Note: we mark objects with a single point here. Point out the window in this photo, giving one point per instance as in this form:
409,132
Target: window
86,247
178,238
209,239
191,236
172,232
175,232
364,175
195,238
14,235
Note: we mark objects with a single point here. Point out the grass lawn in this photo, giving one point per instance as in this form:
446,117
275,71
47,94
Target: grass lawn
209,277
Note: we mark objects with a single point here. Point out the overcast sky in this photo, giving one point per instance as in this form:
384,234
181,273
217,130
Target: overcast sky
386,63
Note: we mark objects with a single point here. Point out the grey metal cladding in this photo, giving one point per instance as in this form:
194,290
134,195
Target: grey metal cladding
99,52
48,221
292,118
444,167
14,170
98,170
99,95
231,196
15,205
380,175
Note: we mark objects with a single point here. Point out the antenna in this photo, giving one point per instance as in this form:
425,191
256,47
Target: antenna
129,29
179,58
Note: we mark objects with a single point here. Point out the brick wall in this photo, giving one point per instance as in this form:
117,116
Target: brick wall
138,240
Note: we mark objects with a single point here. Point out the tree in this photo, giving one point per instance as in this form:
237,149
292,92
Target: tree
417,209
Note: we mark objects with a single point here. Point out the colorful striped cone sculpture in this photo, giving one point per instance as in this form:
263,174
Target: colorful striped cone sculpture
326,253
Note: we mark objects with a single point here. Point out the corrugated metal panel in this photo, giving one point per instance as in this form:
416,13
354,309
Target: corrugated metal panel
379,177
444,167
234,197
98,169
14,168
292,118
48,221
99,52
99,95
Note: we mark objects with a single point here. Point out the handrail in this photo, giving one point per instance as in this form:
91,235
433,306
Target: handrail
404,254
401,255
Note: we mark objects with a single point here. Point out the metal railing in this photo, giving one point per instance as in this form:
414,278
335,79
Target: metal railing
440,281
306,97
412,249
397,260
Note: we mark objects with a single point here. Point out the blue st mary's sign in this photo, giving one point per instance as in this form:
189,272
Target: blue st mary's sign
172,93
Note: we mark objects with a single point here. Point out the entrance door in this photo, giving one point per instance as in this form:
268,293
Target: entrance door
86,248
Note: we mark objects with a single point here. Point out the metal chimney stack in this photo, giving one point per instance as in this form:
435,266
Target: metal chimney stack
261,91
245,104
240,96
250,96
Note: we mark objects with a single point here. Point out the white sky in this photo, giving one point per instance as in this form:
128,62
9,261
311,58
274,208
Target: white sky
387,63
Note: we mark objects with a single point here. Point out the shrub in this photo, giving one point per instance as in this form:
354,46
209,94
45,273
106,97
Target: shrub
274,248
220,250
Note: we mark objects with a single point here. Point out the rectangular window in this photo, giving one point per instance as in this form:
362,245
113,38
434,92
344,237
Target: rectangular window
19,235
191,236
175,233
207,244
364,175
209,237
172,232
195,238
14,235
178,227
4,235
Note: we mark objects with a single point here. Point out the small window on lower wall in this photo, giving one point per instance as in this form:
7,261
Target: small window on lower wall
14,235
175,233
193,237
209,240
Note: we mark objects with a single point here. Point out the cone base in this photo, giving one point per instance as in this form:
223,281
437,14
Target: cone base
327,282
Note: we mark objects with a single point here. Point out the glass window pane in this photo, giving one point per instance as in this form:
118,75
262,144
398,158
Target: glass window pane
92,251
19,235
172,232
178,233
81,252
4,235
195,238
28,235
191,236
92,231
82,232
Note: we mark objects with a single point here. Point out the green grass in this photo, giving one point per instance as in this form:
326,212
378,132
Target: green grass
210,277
******
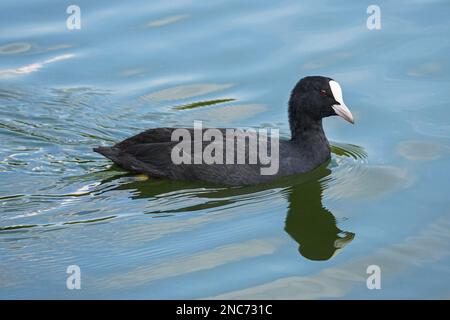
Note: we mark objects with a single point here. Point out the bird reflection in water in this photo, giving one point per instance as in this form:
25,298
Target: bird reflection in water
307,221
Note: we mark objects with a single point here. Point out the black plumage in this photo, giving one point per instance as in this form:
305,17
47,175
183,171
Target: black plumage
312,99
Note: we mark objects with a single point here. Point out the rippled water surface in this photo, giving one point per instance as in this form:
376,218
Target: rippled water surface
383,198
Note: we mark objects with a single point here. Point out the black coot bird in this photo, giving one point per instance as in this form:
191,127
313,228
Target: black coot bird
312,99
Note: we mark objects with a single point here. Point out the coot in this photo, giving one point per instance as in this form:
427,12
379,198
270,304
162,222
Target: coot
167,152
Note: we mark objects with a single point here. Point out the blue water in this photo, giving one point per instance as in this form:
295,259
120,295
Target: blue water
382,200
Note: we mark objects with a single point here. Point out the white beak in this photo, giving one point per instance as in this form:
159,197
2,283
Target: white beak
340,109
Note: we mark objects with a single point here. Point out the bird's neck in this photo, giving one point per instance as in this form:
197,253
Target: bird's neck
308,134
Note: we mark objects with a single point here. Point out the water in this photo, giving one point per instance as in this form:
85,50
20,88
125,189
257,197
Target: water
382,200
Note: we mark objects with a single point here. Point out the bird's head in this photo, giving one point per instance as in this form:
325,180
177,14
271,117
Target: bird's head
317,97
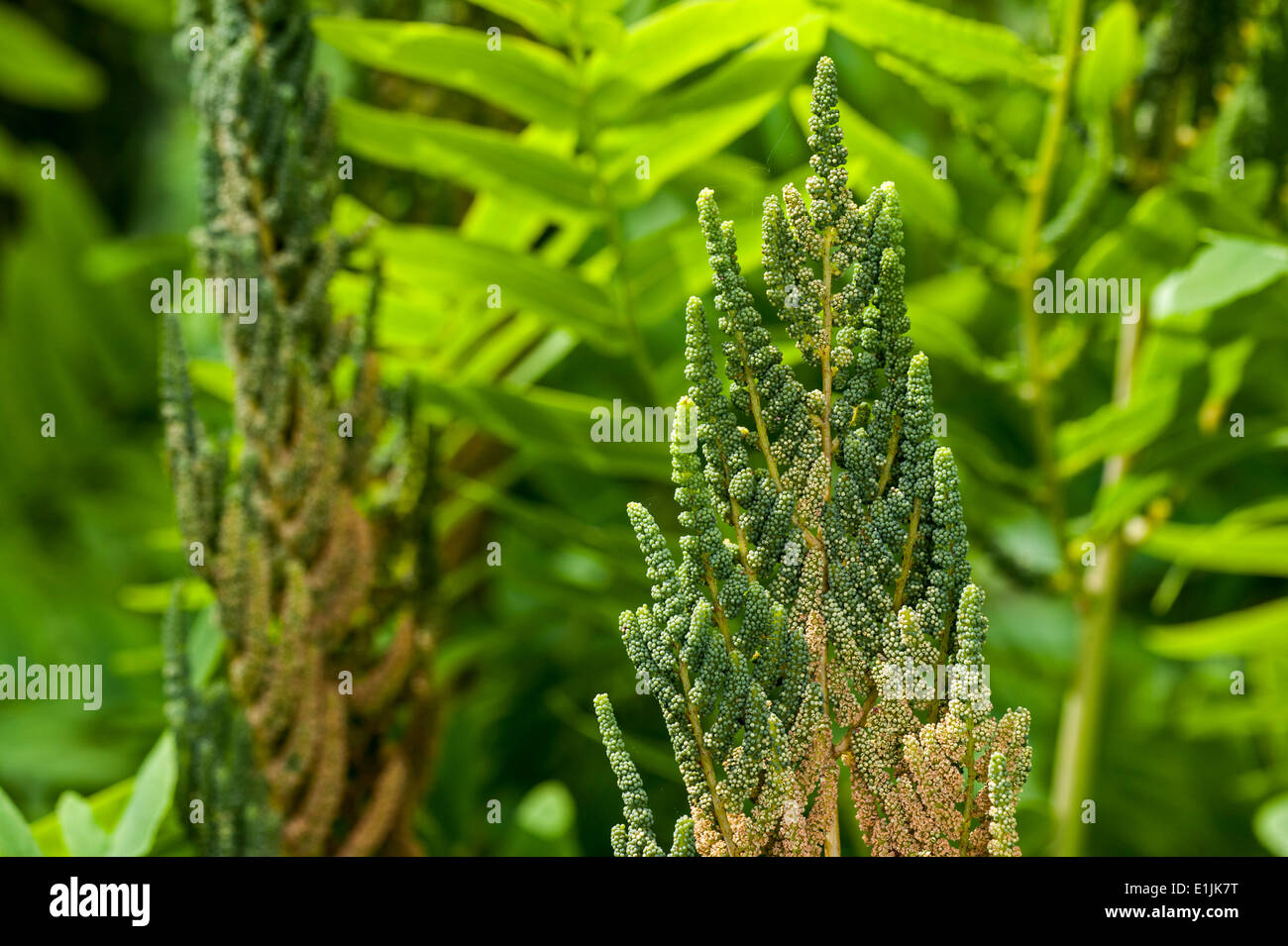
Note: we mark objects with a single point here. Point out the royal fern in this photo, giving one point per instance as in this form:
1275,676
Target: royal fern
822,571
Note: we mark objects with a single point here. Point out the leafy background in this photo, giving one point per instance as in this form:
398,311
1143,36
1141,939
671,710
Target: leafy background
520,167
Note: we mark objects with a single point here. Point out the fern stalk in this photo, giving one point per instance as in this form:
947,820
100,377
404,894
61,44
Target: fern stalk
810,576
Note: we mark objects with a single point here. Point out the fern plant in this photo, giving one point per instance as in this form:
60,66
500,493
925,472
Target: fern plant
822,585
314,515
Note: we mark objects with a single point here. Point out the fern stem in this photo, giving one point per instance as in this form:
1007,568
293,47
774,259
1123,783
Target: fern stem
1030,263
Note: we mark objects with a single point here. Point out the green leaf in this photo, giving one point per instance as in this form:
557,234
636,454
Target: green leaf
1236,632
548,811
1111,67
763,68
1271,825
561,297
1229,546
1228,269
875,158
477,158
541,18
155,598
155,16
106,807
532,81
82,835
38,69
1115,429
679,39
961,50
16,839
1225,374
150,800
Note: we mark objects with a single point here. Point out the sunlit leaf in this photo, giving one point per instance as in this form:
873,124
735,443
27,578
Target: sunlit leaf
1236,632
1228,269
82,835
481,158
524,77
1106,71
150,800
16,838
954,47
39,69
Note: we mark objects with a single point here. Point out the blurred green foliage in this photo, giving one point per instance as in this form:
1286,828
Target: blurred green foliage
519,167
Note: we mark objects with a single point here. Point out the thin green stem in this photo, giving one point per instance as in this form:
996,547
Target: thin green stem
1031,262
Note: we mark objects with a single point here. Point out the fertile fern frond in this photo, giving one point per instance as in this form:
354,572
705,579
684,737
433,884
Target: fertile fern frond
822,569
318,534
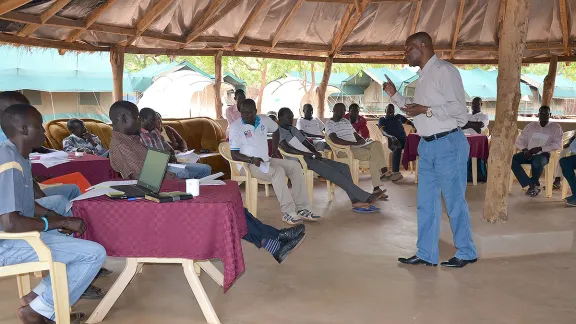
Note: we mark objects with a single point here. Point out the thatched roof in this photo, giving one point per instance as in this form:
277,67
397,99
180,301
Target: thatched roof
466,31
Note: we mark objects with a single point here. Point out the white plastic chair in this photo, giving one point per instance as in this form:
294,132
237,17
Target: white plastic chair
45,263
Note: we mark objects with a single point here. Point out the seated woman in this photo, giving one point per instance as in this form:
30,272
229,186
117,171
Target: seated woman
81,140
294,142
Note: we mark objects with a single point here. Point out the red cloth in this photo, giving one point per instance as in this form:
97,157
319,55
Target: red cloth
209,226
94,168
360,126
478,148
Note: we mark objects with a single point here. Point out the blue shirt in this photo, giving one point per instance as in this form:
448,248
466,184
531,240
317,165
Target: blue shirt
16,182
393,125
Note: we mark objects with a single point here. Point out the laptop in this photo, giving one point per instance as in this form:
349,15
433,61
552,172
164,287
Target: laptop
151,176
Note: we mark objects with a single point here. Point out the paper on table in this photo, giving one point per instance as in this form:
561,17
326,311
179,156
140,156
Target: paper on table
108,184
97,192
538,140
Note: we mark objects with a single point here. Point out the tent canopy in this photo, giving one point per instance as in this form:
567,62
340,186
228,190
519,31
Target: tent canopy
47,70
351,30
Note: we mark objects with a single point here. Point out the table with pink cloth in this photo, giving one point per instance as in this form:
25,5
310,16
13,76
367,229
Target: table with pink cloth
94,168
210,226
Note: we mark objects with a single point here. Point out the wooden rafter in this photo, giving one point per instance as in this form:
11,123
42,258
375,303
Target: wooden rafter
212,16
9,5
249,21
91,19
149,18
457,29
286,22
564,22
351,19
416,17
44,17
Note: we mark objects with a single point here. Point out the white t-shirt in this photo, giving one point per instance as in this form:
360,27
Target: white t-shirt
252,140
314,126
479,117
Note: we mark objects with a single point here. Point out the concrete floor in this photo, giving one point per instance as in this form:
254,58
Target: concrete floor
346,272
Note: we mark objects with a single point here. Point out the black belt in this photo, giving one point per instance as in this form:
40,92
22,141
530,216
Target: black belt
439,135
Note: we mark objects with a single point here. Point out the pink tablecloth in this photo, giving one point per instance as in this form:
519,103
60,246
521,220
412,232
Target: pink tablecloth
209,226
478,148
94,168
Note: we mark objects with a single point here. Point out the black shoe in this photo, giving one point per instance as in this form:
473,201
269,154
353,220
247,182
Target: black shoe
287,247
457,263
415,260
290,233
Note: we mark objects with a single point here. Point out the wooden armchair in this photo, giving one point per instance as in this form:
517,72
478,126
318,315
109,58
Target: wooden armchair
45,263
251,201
******
How many lines in the listing above contain the string "plastic", matching case exactly? Reply with the number only.

→ Exercise answer: 2